───── ARTICLE

Reengineering VAT Rules for Cross-Border Transactions within the European Union

Alicja Kwiatkowski
July 4, 2018

This blog was last updated on October 18, 2019

When the first European VAT Directive was adopted by the European Union’s forbearer, the European Economic Community all the way back in 1967, the ambition was to establish a definitive system for the collection of VAT from trade between Member States. The directive put forward a plan to create a unified system for intracommunity transactions (cross-border flows within Member States) that would operate in a similar way to that of any sovereign state. 50 years on, we are still waiting for that dream to come to fruition and the reasons why are complex, but due mostly to a lot of political disagreement.

Where we are now

The current VAT system within Europe is based on the assumptions that were implemented as a transitional solution when the European Union, as we know it today, was formed back in 1993. This existing framework is seen to be complex and open to abuse and fraud from intracommunity EU transactions. One of the main reasons for this is that under the current rules, domestic and intracommunity transactions are treated differently – currently any goods or services may be sold free of VAT within the Single Market. Furthermore, VAT is reported and paid by the purchaser under a reverse charge mechanism.

A new ambition, for a 50-year-old dream

It’s no secret that the EU is desperately trying to combat VAT fraud. Each year Member States lose billions of euros in VAT revenue because of fraud and the inadequacies of its tax collection systems. The EU VAT gap, the difference between expected VAT revenues and VAT collected, currently stands at €151.5 billion – a figure which affects EU Member States’ and indirectly the EU budget itself.

The VAT gap within the EU was one of the main reasons the existing planned system of VAT reform, known as the ‘Action Plan on VAT: Towards a single EU VAT area’, was introduced back in April 2016. Following on from this, in October 2017, the European Commission proposed the main principles for the creation of a single EU VAT area.

Recently, on the 25 May 2018, the European Commission proposed the final technical details for the amendments to EU rules on VAT. Put forward as one of the final building blocks in the overhaul of the EU’s VAT system, its key proposals is the principle of destination. This principle outlines a new set of VAT rules that define the intracommunity, described in the proposed changes as intra-EU, trade of goods as a ‘single taxable supply’ – which ensures goods are taxed in the Member State where the transport of goods end. What this means, is that in case of intra-EU supplies, the supplier will charge and pay tax based on the VAT rate from the buyer’s country. A reverse charge mechanism, whereby a buying entity is responsible for reporting a VAT transaction, will be only possible if the buyer is a certified taxpayer because they are then a trusted party.

──────────

REQUIREMENT 1: Reproduce the passage of the EU VAT post between "A new ambition, for" and "EU VAT area.", inclusive.

───── EXTRACTED INFORMATION

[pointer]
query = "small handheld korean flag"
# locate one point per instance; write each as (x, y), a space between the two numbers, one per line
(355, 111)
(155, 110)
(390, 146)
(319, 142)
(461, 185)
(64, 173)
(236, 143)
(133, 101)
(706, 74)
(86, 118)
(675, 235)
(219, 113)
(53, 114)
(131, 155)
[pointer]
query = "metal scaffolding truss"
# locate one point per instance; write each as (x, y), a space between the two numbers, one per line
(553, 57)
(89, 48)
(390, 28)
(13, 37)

──────────
───── EXTRACTED INFORMATION

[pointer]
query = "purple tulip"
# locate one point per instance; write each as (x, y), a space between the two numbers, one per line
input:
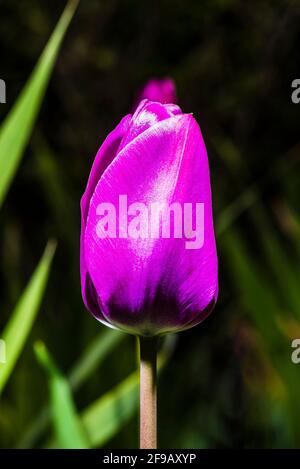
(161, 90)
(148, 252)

──────────
───── EXTRACTED INFORMATION

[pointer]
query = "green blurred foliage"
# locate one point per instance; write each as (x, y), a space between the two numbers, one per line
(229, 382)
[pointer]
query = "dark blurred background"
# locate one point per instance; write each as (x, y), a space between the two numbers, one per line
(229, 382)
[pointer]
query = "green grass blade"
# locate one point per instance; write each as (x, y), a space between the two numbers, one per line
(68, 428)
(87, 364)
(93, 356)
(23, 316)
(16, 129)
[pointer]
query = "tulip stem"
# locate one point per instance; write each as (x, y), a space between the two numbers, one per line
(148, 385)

──────────

REQUIREMENT 2: From the rows, extract each line containing the string "tulip", matching case.

EXPECTED OUTPUT 1:
A new ambition, for a 50-year-old dream

It’s no secret that the EU is desperately trying to combat VAT fraud. Each year Member States lose billions of euros in VAT revenue because of fraud and the inadequacies of its tax collection systems. The EU VAT gap, the difference between expected VAT revenues and VAT collected, currently stands at €151.5 billion – a figure which affects EU Member States’ and indirectly the EU budget itself.

The VAT gap within the EU was one of the main reasons the existing planned system of VAT reform, known as the ‘Action Plan on VAT: Towards a single EU VAT area’, was introduced back in April 2016. Following on from this, in October 2017, the European Commission proposed the main principles for the creation of a single EU VAT area.

EXPECTED OUTPUT 2:
query = "purple tulip"
query = "tulip stem"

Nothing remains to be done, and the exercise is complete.